- _What this task involves_:
Locate each line in the rows below that contains the word "tower", and copy those lines out in full.

- _Records supplied_:
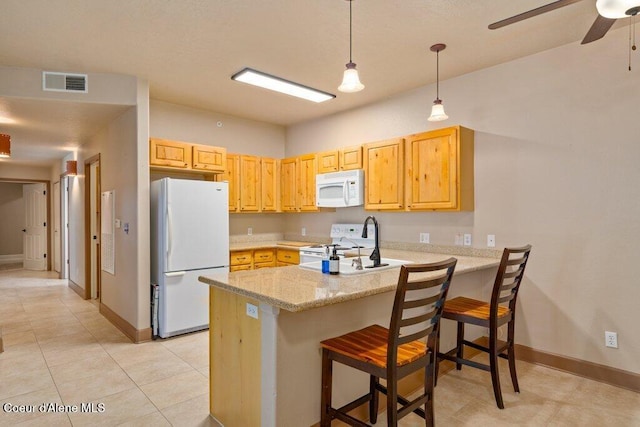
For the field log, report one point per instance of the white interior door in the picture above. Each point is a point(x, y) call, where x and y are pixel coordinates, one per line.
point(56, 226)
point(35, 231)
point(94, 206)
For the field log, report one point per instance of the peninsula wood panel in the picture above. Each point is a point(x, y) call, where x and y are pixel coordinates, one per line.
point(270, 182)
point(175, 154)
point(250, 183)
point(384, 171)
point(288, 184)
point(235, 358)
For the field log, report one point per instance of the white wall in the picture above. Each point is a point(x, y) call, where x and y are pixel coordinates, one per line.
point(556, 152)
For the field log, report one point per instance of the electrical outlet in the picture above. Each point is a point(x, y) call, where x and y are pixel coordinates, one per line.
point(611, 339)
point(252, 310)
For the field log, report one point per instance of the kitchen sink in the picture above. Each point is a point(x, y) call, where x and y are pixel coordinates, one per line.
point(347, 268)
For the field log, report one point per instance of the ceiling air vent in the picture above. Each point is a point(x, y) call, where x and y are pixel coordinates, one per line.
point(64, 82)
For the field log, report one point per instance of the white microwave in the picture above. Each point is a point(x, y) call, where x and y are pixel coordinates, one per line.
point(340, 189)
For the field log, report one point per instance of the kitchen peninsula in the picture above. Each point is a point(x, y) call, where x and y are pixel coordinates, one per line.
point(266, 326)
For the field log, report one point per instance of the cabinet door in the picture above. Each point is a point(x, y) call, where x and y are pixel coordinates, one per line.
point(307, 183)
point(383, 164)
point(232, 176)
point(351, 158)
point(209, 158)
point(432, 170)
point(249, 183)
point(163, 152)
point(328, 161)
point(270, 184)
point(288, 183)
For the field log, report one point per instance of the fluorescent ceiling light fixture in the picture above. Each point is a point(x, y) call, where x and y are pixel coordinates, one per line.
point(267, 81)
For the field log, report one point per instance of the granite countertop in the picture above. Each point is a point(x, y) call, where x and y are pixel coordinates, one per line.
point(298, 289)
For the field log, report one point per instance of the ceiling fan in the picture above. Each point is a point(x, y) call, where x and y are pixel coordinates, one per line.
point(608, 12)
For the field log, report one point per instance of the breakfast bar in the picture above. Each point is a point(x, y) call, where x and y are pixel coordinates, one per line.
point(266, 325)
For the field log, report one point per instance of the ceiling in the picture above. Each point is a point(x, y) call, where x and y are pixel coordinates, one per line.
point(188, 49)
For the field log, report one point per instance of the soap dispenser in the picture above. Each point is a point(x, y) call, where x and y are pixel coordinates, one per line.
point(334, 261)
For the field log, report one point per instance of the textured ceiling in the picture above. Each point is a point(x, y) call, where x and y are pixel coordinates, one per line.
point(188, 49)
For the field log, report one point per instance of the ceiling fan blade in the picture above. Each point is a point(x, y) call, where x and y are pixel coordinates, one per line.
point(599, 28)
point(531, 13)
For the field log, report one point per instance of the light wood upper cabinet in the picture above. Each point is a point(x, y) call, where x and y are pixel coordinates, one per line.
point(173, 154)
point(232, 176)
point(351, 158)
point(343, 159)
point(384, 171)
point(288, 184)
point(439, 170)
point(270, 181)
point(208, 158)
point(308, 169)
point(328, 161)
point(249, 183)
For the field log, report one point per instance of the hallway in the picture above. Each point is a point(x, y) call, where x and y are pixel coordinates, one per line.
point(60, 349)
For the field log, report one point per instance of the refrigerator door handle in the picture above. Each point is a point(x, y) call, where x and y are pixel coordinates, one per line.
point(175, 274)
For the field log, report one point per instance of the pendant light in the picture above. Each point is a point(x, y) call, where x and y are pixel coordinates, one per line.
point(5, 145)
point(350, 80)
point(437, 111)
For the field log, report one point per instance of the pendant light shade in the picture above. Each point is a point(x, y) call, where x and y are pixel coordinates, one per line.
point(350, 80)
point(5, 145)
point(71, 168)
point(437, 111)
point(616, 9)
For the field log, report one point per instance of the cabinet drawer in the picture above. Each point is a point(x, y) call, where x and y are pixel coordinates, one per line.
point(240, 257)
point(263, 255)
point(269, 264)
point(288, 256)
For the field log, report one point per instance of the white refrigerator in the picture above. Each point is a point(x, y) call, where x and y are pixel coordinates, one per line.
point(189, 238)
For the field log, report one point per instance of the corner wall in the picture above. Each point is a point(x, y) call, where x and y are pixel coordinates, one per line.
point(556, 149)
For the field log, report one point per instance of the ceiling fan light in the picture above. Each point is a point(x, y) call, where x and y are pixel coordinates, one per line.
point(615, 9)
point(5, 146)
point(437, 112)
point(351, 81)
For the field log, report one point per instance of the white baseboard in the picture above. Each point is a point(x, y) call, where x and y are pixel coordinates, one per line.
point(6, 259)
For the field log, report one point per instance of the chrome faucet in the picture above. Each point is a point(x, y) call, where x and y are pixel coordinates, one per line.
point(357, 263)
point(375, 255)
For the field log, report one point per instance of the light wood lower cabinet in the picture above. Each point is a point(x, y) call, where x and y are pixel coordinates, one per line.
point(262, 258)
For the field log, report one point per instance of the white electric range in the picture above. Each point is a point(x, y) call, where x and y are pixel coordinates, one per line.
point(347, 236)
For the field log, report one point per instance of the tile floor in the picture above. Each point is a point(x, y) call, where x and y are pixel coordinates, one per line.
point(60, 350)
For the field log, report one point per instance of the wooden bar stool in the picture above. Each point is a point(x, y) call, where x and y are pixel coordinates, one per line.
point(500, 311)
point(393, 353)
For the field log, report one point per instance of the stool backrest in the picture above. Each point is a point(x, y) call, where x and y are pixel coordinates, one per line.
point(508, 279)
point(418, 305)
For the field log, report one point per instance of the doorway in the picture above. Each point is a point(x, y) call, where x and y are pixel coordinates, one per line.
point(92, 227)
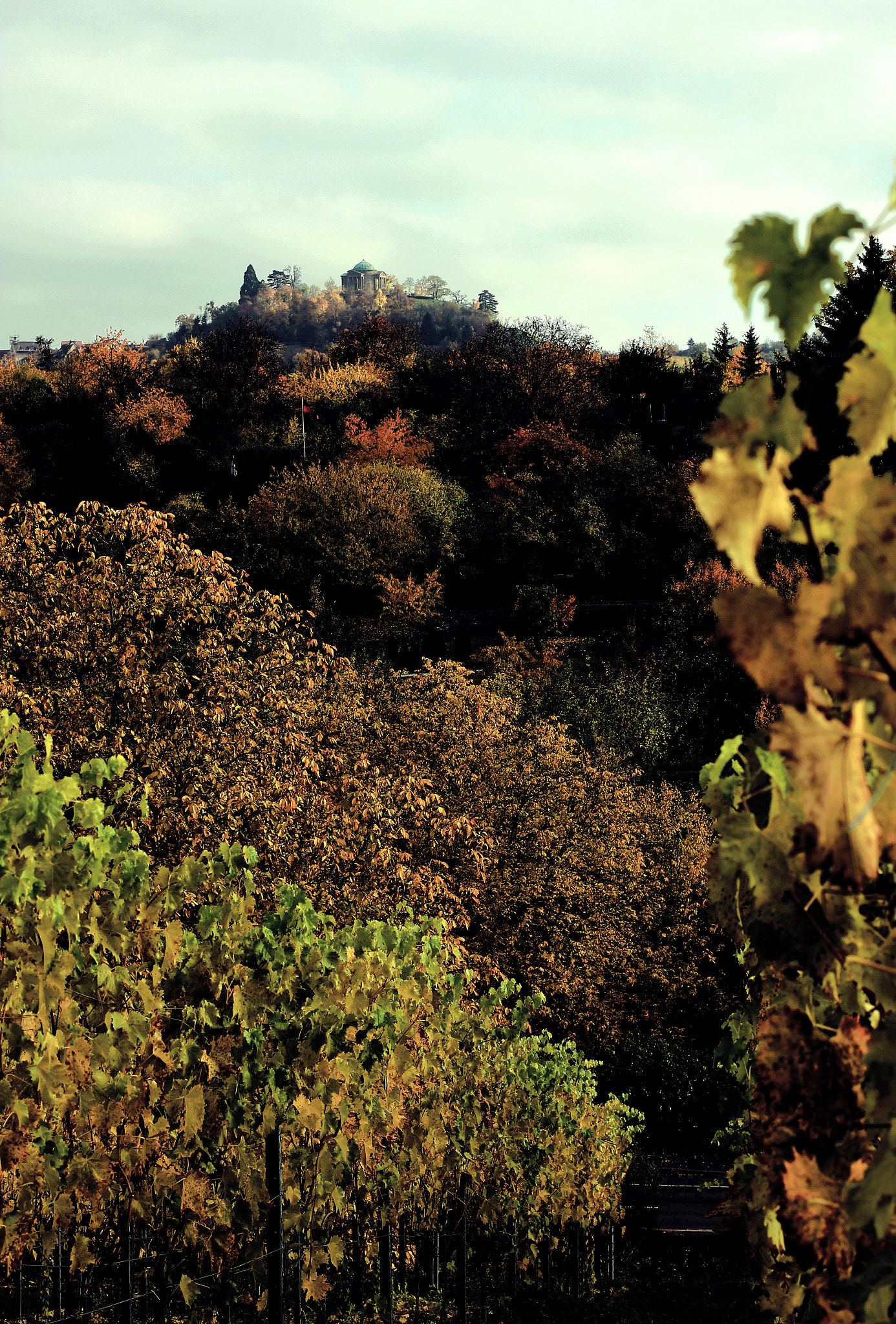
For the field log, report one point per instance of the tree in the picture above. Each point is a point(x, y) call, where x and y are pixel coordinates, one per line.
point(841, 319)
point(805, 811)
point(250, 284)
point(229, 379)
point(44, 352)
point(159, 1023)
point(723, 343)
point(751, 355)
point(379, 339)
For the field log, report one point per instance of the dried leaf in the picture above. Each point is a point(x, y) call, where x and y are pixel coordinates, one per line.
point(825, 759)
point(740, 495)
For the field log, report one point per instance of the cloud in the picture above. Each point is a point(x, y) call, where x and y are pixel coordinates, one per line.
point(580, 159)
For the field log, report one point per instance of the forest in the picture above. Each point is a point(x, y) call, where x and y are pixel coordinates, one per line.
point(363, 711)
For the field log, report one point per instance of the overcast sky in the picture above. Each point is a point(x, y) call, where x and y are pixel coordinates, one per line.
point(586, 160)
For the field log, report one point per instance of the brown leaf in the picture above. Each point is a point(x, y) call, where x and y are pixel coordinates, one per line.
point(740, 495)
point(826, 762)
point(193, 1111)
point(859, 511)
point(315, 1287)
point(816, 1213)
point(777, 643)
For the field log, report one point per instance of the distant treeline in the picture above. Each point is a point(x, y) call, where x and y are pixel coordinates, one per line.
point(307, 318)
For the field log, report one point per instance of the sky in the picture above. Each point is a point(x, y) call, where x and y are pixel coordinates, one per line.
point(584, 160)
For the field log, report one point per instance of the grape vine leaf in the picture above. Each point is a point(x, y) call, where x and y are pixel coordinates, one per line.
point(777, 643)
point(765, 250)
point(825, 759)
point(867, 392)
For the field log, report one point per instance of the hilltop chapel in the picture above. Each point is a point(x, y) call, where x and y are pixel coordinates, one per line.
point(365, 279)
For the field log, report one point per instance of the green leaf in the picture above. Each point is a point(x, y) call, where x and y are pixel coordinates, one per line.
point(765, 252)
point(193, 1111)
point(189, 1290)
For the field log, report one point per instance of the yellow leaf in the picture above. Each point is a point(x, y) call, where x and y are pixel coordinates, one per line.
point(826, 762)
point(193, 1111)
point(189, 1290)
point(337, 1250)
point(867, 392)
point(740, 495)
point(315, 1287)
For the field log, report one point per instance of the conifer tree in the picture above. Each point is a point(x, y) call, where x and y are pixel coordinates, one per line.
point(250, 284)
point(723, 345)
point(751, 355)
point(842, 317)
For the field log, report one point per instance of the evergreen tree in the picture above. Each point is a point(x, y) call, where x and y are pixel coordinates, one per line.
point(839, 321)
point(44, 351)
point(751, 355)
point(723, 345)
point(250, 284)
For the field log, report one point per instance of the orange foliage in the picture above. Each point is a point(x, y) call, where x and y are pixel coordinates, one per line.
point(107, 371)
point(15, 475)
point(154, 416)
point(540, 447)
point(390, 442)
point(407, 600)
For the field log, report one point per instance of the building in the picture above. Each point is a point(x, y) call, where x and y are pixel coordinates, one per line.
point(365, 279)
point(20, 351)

* * *

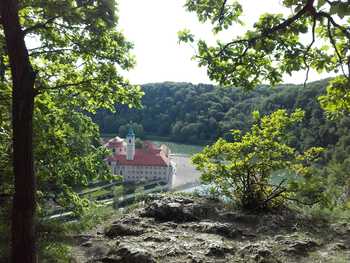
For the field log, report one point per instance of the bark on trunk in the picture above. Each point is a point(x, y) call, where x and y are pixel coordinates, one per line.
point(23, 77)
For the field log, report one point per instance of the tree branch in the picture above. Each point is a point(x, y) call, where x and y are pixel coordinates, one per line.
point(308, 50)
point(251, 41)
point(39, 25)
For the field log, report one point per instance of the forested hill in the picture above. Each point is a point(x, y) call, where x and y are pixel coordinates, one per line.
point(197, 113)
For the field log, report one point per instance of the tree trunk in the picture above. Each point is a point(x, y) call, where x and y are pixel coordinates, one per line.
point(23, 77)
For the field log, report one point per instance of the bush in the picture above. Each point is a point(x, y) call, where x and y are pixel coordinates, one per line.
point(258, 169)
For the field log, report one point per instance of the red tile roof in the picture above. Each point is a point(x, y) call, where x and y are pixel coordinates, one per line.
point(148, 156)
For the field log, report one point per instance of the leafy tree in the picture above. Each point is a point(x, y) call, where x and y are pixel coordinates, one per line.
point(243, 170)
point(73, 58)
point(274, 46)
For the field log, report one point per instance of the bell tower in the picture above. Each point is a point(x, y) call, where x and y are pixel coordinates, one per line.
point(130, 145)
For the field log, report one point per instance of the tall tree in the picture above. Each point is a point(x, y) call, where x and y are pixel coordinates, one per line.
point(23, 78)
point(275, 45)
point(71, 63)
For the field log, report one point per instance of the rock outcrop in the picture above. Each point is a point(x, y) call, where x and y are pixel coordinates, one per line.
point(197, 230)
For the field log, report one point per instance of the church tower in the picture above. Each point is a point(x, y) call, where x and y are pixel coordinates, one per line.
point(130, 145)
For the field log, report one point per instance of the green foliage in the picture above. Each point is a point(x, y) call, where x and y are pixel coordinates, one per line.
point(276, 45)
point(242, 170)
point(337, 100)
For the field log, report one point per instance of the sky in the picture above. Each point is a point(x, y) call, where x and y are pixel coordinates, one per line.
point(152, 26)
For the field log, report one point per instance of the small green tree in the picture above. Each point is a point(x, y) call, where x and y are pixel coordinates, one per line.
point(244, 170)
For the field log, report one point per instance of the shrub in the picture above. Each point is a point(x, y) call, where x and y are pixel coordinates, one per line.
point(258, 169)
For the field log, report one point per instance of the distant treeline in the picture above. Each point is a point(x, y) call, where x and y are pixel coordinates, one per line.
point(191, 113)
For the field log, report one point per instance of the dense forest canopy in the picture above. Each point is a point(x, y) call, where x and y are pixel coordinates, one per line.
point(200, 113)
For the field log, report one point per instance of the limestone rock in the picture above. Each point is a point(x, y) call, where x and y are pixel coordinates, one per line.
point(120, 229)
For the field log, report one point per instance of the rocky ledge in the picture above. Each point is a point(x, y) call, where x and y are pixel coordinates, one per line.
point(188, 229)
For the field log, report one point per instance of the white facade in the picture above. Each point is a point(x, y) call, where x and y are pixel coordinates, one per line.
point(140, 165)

- _Task output_:
For the field log, report one point per instance of the bell tower in the picture above. Each point is a point(x, y) call, where x and y are pixel coordinates, one per line.
For the field log, report one point per instance of the church tower in the picture above. Each point is a point(x, y) call, where x and y are pixel coordinates, one per line.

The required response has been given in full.